**Text excerpt**
----------------

# Drowning in Livingston?



## akw96 (Dec 9, 2009)

Yesterday there were several Game Wardens, Constables, and ambulance at the Port Adventure boat ramp. They were looking for someone who may have disappeared. Anyone know the details, or if they found the person?


----------



## bubbas kenner (Sep 4, 2010)

Prayers sent for a good out come.


----------



## 9121SS (Jun 28, 2009)

bubbas kenner said:


> Prayers sent for a good out come.


X2!


----------



## srshafer (Dec 22, 2006)

bubbas kenner said:


> Prayers sent for a good out come.


X3


----------



## grandpa cracker (Apr 7, 2006)

http://www.ktre.com/Global/story.asp?S=14327188


----------



## Sunbeam (Feb 24, 2009)

That is a tragedy. Prayers for his family.
I lost count years ago at 32 victims of Lake Livingston. It is big, open and a young ocean when the wind gets above 15 mph sustained.

Only one correction to the story. There is no 100 feet deep water in Livingston.
I fish that bridge area almost daily, the deepest is 46 feet in the channel.


----------



## FISHROADIE (Apr 2, 2010)

Thats sad sorry to hear that, I feel for the family and friends.


----------



## stewman773 (Jun 19, 2009)

Hate to hear that LL can be such a dangerous body of water, "prayers to his family"


----------



## Gator gar (Sep 21, 2007)

The story reads, that a man was watching him from the bridge checking his trotlines, then he disappeared out of the boat. It's a good chance he might be hung up on that trot line. It would be obvious to check it first, but you never know???


----------



## Reel Time (Oct 6, 2009)

Prayers sent.


----------



## fishinganimal (Mar 30, 2006)

Prayers go out to all of the family and friends. Report said boat seen running in circles. Something we should all adhere to when running on the lake espicially alone is wear that pfd and kill switch just for that reason. He may have fell out and the boat could have came back over him. Hate to hear this.


----------



## akw96 (Dec 9, 2009)

So sad to hear this.. I put in at Port Adventure also and fish along the flats and river. Prayers to his family.


----------



## Bayou RedFish (Jul 3, 2010)

----------------

**Task requirements**
a. In the Lake Livingston drowning thread, how deep does Sunbeam say the deepest water is in the bridge area?
b. Quote the Lake Livingston drowning thread word for word, starting at "## Gator gar" and ending after "you never know???".
c. Extend the Lake Livingston drowning thread from the point where it stops.

----------------

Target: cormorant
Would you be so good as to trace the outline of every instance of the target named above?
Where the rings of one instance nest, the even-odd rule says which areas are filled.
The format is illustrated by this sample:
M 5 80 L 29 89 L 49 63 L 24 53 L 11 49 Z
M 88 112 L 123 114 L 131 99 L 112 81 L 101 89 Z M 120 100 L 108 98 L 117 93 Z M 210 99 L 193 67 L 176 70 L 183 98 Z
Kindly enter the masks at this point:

----------------

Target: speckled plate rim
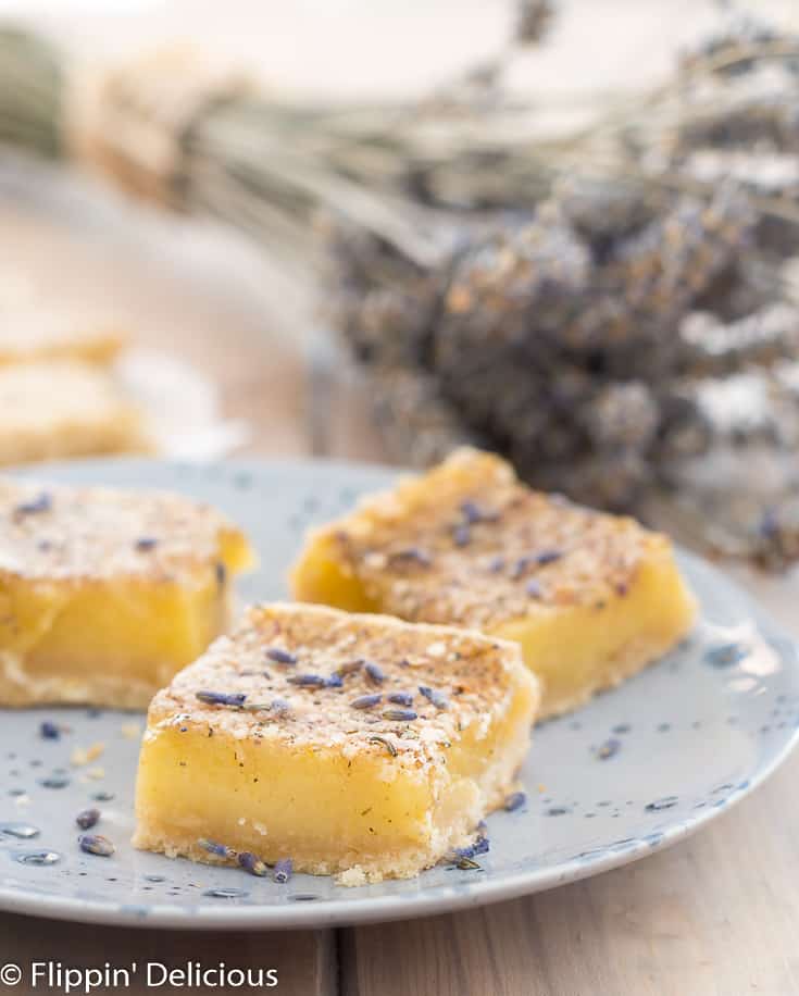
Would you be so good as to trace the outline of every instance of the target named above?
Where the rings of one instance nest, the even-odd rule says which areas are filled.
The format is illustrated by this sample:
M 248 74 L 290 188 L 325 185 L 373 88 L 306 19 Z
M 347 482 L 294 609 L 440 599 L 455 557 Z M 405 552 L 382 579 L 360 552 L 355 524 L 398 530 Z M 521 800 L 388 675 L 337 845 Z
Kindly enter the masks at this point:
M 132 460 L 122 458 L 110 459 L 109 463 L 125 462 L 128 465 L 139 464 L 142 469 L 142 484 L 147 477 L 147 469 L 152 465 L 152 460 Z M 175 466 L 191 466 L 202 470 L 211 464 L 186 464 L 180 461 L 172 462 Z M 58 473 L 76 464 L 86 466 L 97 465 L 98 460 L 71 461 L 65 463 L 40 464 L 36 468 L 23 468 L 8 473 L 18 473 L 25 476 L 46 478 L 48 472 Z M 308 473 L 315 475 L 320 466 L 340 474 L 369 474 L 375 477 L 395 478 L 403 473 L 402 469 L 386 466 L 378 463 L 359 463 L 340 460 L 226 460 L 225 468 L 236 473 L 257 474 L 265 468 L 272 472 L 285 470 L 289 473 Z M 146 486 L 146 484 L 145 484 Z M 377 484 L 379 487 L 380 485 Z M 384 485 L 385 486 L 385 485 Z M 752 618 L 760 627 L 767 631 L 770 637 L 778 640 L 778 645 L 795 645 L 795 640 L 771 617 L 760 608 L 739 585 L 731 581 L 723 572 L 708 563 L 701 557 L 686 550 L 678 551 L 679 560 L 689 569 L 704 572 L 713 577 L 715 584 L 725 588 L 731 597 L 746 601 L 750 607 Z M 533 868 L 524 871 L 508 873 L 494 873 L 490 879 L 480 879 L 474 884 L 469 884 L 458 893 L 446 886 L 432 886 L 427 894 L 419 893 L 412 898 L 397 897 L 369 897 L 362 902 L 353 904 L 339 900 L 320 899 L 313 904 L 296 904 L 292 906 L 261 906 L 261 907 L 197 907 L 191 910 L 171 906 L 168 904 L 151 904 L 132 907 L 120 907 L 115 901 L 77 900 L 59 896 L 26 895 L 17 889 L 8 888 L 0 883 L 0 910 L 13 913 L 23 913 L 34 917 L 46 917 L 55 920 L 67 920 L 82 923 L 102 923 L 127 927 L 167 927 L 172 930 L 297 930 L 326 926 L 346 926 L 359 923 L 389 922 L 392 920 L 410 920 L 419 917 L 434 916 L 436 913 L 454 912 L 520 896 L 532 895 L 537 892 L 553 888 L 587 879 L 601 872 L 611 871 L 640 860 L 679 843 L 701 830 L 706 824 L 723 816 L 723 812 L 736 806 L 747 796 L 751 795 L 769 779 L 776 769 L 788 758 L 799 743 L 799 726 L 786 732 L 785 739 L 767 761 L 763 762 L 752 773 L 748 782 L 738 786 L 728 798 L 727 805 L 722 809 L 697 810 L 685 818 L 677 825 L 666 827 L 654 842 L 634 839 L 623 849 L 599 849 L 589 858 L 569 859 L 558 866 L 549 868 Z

----------------

**Answers to the exercise**
a. 46 feet, in the channel.

b.
## Gator gar (Sep 21, 2007)

The story reads, that a man was watching him from the bridge checking his trotlines, then he disappeared out of the boat. It's a good chance he might be hung up on that trot line. It would be obvious to check it first, but you never know???

c.
I was looking for more information about this.Was this poor man found and returned to his family?.............BRF


----------



## bueyescowboy (Apr 10, 2005)

that was one thing that always scared me about running trot lines is getting tangled up while baiting the line. I think now if I bait a line....i ll make sure I ve got a knife in a pocket or somewhere handy that I can get it out and use it if need be.
very sad.....my best wishes to his family


----------



## tbone2374 (Feb 27, 2010)

Sad for the family, but he was doing what he loved.


----------



## shadslinger (Aug 21, 2005)

bueyescowboy said:


> that was one thing that always scared me about running trot lines is getting tangled up while baiting the line. I think now if I bait a line....i ll make sure I ve got a knife in a pocket or somewhere handy that I can get it out and use it if need be.
> very sad.....my best wishes to his family


X2 Ken, having a knife on you that you can get out and cut the line with is a must have.
I still have not heard anything about the search team's efforts at locating him.
Thoughts and prayers sent to the family.


----------



## Harbormaster (May 26, 2000)

Gator gar said:


> The story reads, that a man was watching him from the bridge checking his trotlines, then he disappeared out of the boat. It's a good chance he might be hung up on that trot line. It would be obvious to check it first, but you never know???


My first thought too!

Very sad!


----------



## akw96 (Dec 9, 2009)

as of this morning the search team is still at the boat ramp. Don't know how long they will search or how big the search area is. Yesterday heard helicopter over the water.


----------



## Main Frame 8 (Mar 16, 2007)

http://www.ktre.com/Global/story.asp?S=14341637

Still no luck


----------



## Bayou RedFish (Jul 3, 2010)

May God show these searchers where Mr Verrett is and that he be returned to has loved ones.Prayers for his family.................BRF


----------



## Die Terrorists Die (Sep 18, 2009)

Prayers for the family.


----------



## whackmaster (Apr 2, 2010)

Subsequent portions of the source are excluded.